(Some records)

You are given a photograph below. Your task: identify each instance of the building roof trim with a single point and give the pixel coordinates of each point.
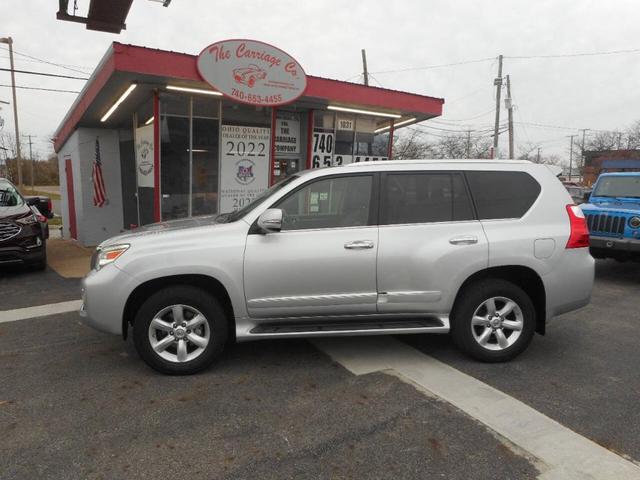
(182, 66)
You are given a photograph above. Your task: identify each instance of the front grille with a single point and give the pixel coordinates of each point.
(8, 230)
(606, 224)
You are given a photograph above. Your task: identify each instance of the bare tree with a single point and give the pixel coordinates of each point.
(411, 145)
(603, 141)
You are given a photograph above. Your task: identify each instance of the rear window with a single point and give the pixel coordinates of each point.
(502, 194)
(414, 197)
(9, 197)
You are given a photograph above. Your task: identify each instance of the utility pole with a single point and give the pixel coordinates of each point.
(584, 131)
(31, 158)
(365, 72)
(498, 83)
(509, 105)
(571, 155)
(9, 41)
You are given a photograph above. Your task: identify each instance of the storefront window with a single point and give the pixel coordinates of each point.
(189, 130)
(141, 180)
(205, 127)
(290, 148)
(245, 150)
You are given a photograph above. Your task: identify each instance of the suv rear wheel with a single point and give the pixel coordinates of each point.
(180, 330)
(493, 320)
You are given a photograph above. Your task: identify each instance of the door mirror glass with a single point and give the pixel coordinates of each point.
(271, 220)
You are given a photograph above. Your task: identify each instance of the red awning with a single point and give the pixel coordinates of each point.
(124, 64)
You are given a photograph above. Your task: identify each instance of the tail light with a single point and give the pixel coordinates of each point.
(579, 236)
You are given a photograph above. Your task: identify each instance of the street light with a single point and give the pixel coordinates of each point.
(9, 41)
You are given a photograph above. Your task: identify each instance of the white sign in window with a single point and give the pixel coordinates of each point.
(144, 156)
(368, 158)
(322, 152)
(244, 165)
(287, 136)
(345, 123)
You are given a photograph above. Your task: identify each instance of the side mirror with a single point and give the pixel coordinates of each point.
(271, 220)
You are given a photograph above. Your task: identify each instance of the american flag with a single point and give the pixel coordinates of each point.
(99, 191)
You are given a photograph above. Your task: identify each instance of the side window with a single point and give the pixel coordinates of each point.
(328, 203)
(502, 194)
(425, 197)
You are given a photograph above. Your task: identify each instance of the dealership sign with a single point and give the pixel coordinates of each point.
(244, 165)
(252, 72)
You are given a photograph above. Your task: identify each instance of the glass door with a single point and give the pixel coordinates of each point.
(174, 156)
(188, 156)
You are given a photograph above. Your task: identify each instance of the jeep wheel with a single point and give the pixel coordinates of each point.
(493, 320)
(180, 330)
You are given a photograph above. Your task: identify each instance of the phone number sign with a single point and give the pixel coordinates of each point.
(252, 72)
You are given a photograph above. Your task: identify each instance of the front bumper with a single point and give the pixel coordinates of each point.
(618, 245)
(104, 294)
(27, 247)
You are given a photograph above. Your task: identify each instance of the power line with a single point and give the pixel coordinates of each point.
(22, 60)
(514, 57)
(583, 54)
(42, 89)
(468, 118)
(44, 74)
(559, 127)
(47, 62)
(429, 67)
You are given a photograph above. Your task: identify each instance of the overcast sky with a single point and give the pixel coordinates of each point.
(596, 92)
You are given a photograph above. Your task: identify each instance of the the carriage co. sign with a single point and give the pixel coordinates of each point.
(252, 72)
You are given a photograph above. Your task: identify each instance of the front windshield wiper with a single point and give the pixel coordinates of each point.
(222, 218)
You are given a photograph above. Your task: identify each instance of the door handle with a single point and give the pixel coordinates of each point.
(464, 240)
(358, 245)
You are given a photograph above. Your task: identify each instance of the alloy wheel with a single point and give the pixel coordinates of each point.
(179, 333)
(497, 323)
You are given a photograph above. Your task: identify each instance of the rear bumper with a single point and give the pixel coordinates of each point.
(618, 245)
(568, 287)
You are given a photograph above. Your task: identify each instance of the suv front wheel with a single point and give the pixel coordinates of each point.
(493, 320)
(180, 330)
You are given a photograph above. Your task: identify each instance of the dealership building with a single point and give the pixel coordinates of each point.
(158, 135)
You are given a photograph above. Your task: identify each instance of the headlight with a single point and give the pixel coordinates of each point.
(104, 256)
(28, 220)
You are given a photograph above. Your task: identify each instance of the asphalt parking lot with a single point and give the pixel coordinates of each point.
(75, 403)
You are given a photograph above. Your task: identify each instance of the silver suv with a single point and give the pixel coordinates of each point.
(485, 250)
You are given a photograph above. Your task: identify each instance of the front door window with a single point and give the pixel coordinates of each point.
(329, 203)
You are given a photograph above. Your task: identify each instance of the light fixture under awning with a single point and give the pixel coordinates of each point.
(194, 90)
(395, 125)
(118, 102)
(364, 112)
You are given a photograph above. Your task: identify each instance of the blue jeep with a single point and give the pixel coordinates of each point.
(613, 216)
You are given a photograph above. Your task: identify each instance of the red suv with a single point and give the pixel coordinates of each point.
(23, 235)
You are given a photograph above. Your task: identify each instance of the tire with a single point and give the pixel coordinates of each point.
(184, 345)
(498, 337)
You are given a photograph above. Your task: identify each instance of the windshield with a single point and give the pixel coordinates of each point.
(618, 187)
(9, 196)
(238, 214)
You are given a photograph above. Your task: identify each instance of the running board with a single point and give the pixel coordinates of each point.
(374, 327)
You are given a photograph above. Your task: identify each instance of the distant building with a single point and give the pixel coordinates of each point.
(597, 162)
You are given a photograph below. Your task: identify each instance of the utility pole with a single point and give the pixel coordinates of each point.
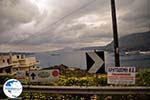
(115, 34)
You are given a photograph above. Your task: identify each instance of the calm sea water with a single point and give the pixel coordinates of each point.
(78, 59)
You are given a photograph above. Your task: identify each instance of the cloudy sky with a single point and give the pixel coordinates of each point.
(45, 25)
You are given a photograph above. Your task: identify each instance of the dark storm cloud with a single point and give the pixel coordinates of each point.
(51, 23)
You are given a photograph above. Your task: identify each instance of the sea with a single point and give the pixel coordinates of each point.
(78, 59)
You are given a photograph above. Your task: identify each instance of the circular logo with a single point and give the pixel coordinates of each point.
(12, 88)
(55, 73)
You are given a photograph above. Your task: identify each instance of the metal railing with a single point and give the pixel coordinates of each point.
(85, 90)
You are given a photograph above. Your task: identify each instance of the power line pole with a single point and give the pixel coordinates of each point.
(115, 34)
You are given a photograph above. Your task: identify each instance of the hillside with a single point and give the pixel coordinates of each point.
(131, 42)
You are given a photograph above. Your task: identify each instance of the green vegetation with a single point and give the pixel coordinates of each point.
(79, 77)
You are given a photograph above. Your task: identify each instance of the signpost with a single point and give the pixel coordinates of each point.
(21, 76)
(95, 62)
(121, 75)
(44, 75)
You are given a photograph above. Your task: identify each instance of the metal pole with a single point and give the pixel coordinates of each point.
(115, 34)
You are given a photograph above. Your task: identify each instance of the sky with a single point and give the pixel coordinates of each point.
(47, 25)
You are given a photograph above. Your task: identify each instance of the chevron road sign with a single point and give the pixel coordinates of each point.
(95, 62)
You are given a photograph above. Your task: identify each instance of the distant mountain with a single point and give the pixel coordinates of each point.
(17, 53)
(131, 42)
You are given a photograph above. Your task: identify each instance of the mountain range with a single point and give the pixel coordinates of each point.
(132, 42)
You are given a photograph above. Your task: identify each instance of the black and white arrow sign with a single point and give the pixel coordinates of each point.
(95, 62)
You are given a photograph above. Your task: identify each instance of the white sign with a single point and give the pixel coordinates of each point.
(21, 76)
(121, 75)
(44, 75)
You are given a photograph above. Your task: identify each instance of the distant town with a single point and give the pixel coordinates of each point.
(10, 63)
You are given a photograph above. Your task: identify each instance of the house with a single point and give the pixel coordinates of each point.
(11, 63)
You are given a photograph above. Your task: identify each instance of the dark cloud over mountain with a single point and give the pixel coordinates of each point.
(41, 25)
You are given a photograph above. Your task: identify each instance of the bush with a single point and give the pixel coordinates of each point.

● **Stated exercise**
Quote every line of the records above exactly; no picture is to be copied.

● **Task output**
You are given a photograph below. Your task: identify each instance of the building roof trim with a single point and give the pixel coordinates of each point.
(182, 66)
You are given a photograph above. Your task: identify each instance of the front grille with a single point and give the pixel coordinates of each point.
(8, 230)
(606, 224)
You are given a photograph above. Your task: identify each instance of the bare tree with a single point and give the pixel coordinates of each point.
(411, 145)
(603, 141)
You are given a photograph above. Your task: identify each instance of the rear window with a single point and give the pixel coordinates of each point.
(502, 194)
(414, 197)
(9, 197)
You are given a photograph above. Your task: identify each instance of the utility pole with a single point and give the pixel coordinates of each point.
(584, 131)
(31, 158)
(365, 72)
(498, 83)
(509, 105)
(571, 155)
(9, 41)
You are given a photograph above. Your task: identify each instance of the storefront window with a single point and give the pixel coordinates of each point.
(189, 130)
(141, 180)
(205, 127)
(290, 148)
(245, 150)
You are given a photograph above. Your task: identify each instance of the suv rear wheel with a single point and give the pixel coordinates of each point.
(180, 330)
(493, 320)
You are given a photograph above. Your task: identify each instance of the door mirror glass with a single point and give the pixel coordinates of each point.
(271, 220)
You are given a photograph above. Your task: identify each instance of the red awning with a single point and give the pixel coordinates of each point.
(124, 64)
You are given a photograph above. Your task: identify each instance of the tail light with a single point and give the pixel coordinates of each point.
(579, 236)
You are given a photograph above. Your task: identify each instance of the street light with a single point and give the pixel coordinates of each point.
(9, 41)
You are given a photograph above. Your task: identify each instance of the white sign in window with a single point and give the pixel coordinates of each point.
(144, 156)
(368, 158)
(322, 152)
(244, 165)
(287, 136)
(345, 123)
You are given a photograph above. Your task: identify each instance of the side mirror with a single point and give the pixel coordinates of each point.
(271, 220)
You are given a photograph above. Your task: identify each instance of the american flag with a single point and give the pixel coordinates of each point.
(99, 191)
You are given a photograph above. Your task: identify each instance of the side window with a single point and give the pixel coordinates of each point.
(328, 203)
(502, 194)
(425, 197)
You are given a photograph above. Your task: identify each instance of the dealership sign with a single point and give the pixel coordinates of each point.
(244, 165)
(252, 72)
You are given a photograph above. Your task: identify each instance of the glass door with a single point and give the pixel coordinates of each point.
(174, 156)
(188, 156)
You are given a photograph above. Your task: identify each instance of the jeep wheel with a single point and give the pixel coordinates of each point.
(493, 320)
(180, 330)
You are given a photograph above. Your task: identify each instance of the phone number sign with a single point and give the pixel coordinates of each point.
(252, 72)
You are given a photograph above. Your task: identify each instance of the front bumper with a single point and give the pixel coordinates of each point.
(618, 245)
(104, 294)
(27, 247)
You are given a photograph above. Your task: identify each instance of the power line with a single point and give the pixel coordinates of each point.
(22, 60)
(514, 57)
(583, 54)
(42, 89)
(468, 118)
(44, 74)
(559, 127)
(47, 62)
(429, 67)
You are given a photograph above. Your task: identify each instance of the overcast sky with a single point and give the pixel coordinates of each point.
(596, 92)
You are given a photograph above. Your task: identify each instance of the the carriage co. sign with a single point and give the pixel coordinates of each point.
(252, 72)
You are given a photograph above. Your task: identify each instance of the front windshield wiper with a single point and give the pixel coordinates of each point.
(222, 218)
You are given a photograph above. Your task: identify each instance of the door handle with a single point and give the pixel coordinates of each point.
(464, 240)
(358, 245)
You are given a photograph above. Your task: identify each instance of the alloy wheel with a single point and give the pixel coordinates of each point.
(179, 333)
(497, 323)
You are given a photograph above. Your task: identify each instance of the rear bumper with a single point and give the pixel coordinates of each point.
(618, 245)
(568, 287)
You are given a photograph above. Your task: identify each instance of the suv front wheel with a single point and give the pixel coordinates of each point.
(493, 320)
(180, 330)
You are given a photograph above. Your task: identify each instance of the dealership building with a single point and give the pixel coordinates of each point.
(158, 135)
You are given a photograph above. Your task: identify each instance of the headlight with a single point and give the pixel coordinates of each point.
(104, 256)
(28, 220)
You are given a photograph above. Your task: identify each instance of the asphalt parking lot with a single point and give the pixel coordinates of each point.
(75, 403)
You are given a photograph above. Your task: identify each instance of the silver suv with a single point and give the pixel coordinates of each point.
(485, 250)
You are given a photograph above. Your task: identify each instance of the front door window with a single point and give the pixel coordinates of each point.
(329, 203)
You are given a photograph above. Your task: identify each instance of the light fixture under awning with a single point and give the pixel coordinates of each point.
(194, 90)
(395, 125)
(118, 102)
(364, 112)
You are given a photograph above. Your task: identify each instance of the blue jeep with a single point and give the pixel coordinates of each point.
(613, 216)
You are given a photograph above. Your task: identify each instance of the red suv with a single point and give the pixel coordinates of each point.
(23, 235)
You are given a photograph above. Your task: identify each instance of the tire with a single point and give the pixel coordinates of each point.
(184, 345)
(498, 337)
You are given a photograph above. Your task: identify each instance of the windshield with a single point and give the pixel coordinates of each point.
(618, 187)
(9, 196)
(238, 214)
You are given a photograph above. Your task: identify each instance of the running board with a single point and give the pixel coordinates of each point.
(374, 327)
You are given a photograph above. Your task: identify each instance of the distant building with a single point and give the pixel coordinates of each point.
(597, 162)
You are given a photograph below. Your task: identify each instance of the utility pole with a single point and give the pixel coordinates of each point.
(115, 34)
You are given a photograph above. Your task: identify each instance of the calm sea water with a single point and give the pixel coordinates of each point.
(78, 59)
You are given a photograph above. Your task: identify each instance of the cloudy sky with a single point and give the pixel coordinates of each point.
(45, 25)
You are given a photograph above. Your task: identify each instance of the dark storm cloud with a single point and give the pixel coordinates of each point.
(51, 23)
You are given a photograph above. Your task: identify each instance of the sea with a single point and give the pixel coordinates of each point.
(78, 59)
You are given a photograph above. Your task: identify each instance of the circular logo with a single point and give the pixel coordinates of each point.
(12, 88)
(55, 73)
You are given a photograph above. Your task: identify each instance of the metal railing with a single point and give the pixel coordinates of each point.
(85, 90)
You are given a photograph above. Your task: identify each instance of the power line pole with a single point and give the pixel coordinates of each point.
(115, 34)
You are given a photograph above. Your task: identify each instance of the hillside with a single point and give the pixel coordinates of each point.
(131, 42)
You are given a photograph above. Your task: identify each instance of the green vegetation with a single point and give the pixel coordinates of each point.
(79, 77)
You are given a photograph above. Your task: identify each instance of the signpost with a single point and give the pixel coordinates of each point.
(21, 76)
(95, 62)
(121, 75)
(44, 75)
You are given a photograph above. Your task: identify each instance of the metal pole with a single point and give the pixel coordinates of each point.
(115, 34)
You are given a photograph above. Your task: identify each instance of the sky with a single point and give the pixel coordinates of each point.
(47, 25)
You are given a photograph above. Your task: identify each instance of the chevron road sign with a single point and give the pixel coordinates of each point.
(95, 62)
You are given a photograph above. Your task: identify each instance of the distant mountain with a single point and give the pixel coordinates of each point.
(17, 53)
(131, 42)
You are given a photograph above. Your task: identify each instance of the mountain range with a single point and give the pixel coordinates of each point.
(132, 42)
You are given a photograph above. Your task: identify each instance of the black and white arrow sign with a single point and give the pixel coordinates of each point.
(95, 62)
You are given a photograph above. Your task: identify each instance of the white sign with a single point and give the pixel coordinates of each point.
(21, 76)
(121, 75)
(44, 75)
You are given a photograph above. Your task: identify each instance of the distant town with a single point and give the pixel coordinates of each point.
(10, 63)
You are given a photograph above. Your task: identify each instance of the house with a single point and give the pixel coordinates of each point.
(11, 63)
You are given a photograph above. Your task: identify each instance of the dark cloud over mountain with a single point and give the pixel coordinates of each point.
(41, 25)
You are given a photograph above. Your task: identify each instance of the bush with a single point and give the pixel coordinates of each point.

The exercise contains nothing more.